* _What is required_:
Output every record word for word, minus the pictures.

Image-backed grounding data
- - -

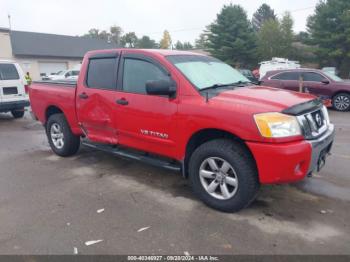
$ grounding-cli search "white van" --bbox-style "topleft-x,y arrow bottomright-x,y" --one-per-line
259,57 -> 300,79
0,60 -> 30,118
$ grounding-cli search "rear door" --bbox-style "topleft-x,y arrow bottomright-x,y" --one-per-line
76,52 -> 120,144
0,63 -> 26,104
274,72 -> 300,92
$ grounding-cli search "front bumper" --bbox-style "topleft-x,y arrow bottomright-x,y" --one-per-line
247,124 -> 335,184
307,124 -> 335,173
0,100 -> 30,113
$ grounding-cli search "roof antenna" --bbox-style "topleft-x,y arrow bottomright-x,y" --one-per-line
8,14 -> 12,30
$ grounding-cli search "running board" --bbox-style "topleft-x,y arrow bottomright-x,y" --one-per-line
82,142 -> 181,172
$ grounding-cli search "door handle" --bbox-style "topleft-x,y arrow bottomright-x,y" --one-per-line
116,98 -> 129,106
79,93 -> 89,99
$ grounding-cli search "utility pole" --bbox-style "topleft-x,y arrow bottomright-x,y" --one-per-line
8,14 -> 12,30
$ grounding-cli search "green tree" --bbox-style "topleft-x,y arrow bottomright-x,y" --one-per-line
84,28 -> 109,40
160,30 -> 172,49
183,42 -> 193,50
205,4 -> 257,67
280,12 -> 294,55
195,32 -> 208,49
307,0 -> 350,76
252,4 -> 276,31
110,25 -> 123,46
175,41 -> 184,50
83,25 -> 123,46
257,19 -> 284,60
121,32 -> 138,48
175,41 -> 193,50
84,28 -> 100,38
256,12 -> 295,60
136,35 -> 158,48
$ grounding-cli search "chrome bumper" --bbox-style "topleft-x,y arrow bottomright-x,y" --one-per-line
307,124 -> 335,173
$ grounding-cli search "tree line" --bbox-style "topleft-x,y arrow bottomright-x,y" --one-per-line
197,0 -> 350,76
83,27 -> 192,50
83,0 -> 350,77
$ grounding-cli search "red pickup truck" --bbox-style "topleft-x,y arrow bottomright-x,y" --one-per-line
29,49 -> 335,212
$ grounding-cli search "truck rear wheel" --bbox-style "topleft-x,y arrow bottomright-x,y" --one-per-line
188,139 -> 259,212
11,109 -> 25,119
46,113 -> 80,157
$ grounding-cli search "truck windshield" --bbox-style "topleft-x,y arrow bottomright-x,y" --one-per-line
166,55 -> 250,90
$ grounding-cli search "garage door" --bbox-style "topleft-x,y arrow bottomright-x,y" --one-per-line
39,62 -> 67,77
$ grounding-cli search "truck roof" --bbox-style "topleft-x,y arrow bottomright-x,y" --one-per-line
86,48 -> 206,57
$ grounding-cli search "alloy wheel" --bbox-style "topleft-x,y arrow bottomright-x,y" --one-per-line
50,123 -> 64,149
199,157 -> 238,200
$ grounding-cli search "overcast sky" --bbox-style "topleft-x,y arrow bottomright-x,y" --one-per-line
0,0 -> 319,43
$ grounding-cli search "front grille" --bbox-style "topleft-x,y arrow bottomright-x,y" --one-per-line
297,106 -> 329,139
3,87 -> 18,95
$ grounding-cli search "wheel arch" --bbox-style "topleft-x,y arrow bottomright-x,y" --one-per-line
332,90 -> 350,98
183,128 -> 256,178
45,105 -> 64,125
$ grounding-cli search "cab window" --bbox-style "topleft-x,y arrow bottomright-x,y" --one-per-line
271,72 -> 300,81
122,58 -> 170,94
303,72 -> 326,82
87,58 -> 117,89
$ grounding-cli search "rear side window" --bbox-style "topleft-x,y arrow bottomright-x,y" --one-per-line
0,64 -> 20,80
122,58 -> 170,94
303,72 -> 326,82
271,72 -> 300,81
87,58 -> 117,89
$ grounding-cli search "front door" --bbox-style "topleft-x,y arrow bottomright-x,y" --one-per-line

- - -

* _Written response_:
$ grounding-cli search "white van" --bbox-style "topleft-x,y arrow bottomright-x,y" --one-per-line
259,57 -> 300,79
0,60 -> 30,118
$ grounding-cli search "rear door" --bbox-style "topleft-x,y arrow bottomright-x,y" --one-per-line
76,52 -> 120,144
0,63 -> 26,104
274,72 -> 300,92
$ grounding-cli search "front bumper" --bbox-style "topleft-x,y arrow bottomright-x,y" --one-per-line
247,124 -> 335,184
307,124 -> 335,173
0,100 -> 30,113
$ grounding-cli search "roof antenna" --bbox-style "topleft-x,y arrow bottomright-x,y" --one-per-line
8,14 -> 12,30
$ grounding-cli search "running board" --bbox-style "topleft-x,y arrow bottomright-x,y" --one-per-line
82,142 -> 181,172
$ grounding-cli search "door handle" --bbox-style "topleft-x,y arrow bottomright-x,y" --one-per-line
116,98 -> 129,106
79,93 -> 89,99
$ grounding-cli search "utility pole" --bbox-style "topleft-x,y arrow bottomright-x,y" --one-per-line
8,14 -> 12,30
$ grounding-cli search "green tree" --bbox-style "topleft-x,y arrow bottomright-x,y" --one-per-line
84,28 -> 109,40
160,30 -> 172,49
183,42 -> 193,50
205,4 -> 257,67
280,12 -> 294,55
195,32 -> 208,49
307,0 -> 350,76
252,4 -> 276,31
110,25 -> 123,46
175,41 -> 184,50
83,25 -> 123,46
257,19 -> 284,60
121,32 -> 138,48
175,41 -> 193,50
84,28 -> 100,38
256,12 -> 295,60
136,35 -> 158,48
$ grounding-cli search "chrome bumper" --bbox-style "topleft-x,y arrow bottomright-x,y" --one-per-line
307,124 -> 335,173
$ grounding-cli search "tree line" --bbox-style "topleft-x,y arrow bottomright-x,y" --one-per-line
197,0 -> 350,76
83,27 -> 192,50
83,0 -> 350,77
$ grounding-cli search "red pickup truck" --bbox-style "topleft-x,y arrow bottomright-x,y" --one-per-line
29,49 -> 335,212
$ grounding-cli search "truck rear wheel" --bbox-style "topleft-x,y arrow bottomright-x,y" --one-per-line
188,139 -> 259,212
11,109 -> 25,119
46,113 -> 80,157
$ grounding-cli search "truck windshield" --bbox-style "topleft-x,y arrow bottomright-x,y" --one-per-line
166,55 -> 250,90
$ grounding-cli search "garage door" --bbox-style "topleft-x,y arrow bottomright-x,y" --one-per-line
39,62 -> 67,77
$ grounding-cli search "truck roof" --bbox-style "topleft-x,y arrow bottomright-x,y" --one-per-line
86,48 -> 206,57
$ grounding-cli search "alloy wheel" --bbox-style "topleft-x,y arrow bottomright-x,y" --one-per-line
50,123 -> 64,149
199,157 -> 238,200
$ grounding-cli search "overcast sky" --bbox-style "topleft-x,y arrow bottomright-x,y" --one-per-line
0,0 -> 319,43
$ grounding-cli search "front grille" --bbox-style "topleft-x,y arrow bottomright-x,y" --one-per-line
297,106 -> 329,139
3,87 -> 18,95
$ grounding-cli search "wheel arch" --bbox-style "topleft-x,y arrow bottomright-x,y" --one-per-line
332,90 -> 350,98
183,128 -> 256,178
45,105 -> 64,125
$ grounding-cli search "cab window" --bbox-style "topleft-x,y arrow bottomright-x,y" --one-per-line
271,72 -> 300,81
122,58 -> 170,94
303,72 -> 326,82
87,58 -> 117,89
$ grounding-cli search "rear side window" --bbox-style "topleft-x,y arrow bottomright-x,y" --one-per-line
0,64 -> 20,80
122,58 -> 170,94
303,72 -> 326,82
271,72 -> 300,81
87,58 -> 117,89
$ grounding-cli search "front door" --bbox-style "topleft-x,y arrow bottomright-x,y" --one-per-line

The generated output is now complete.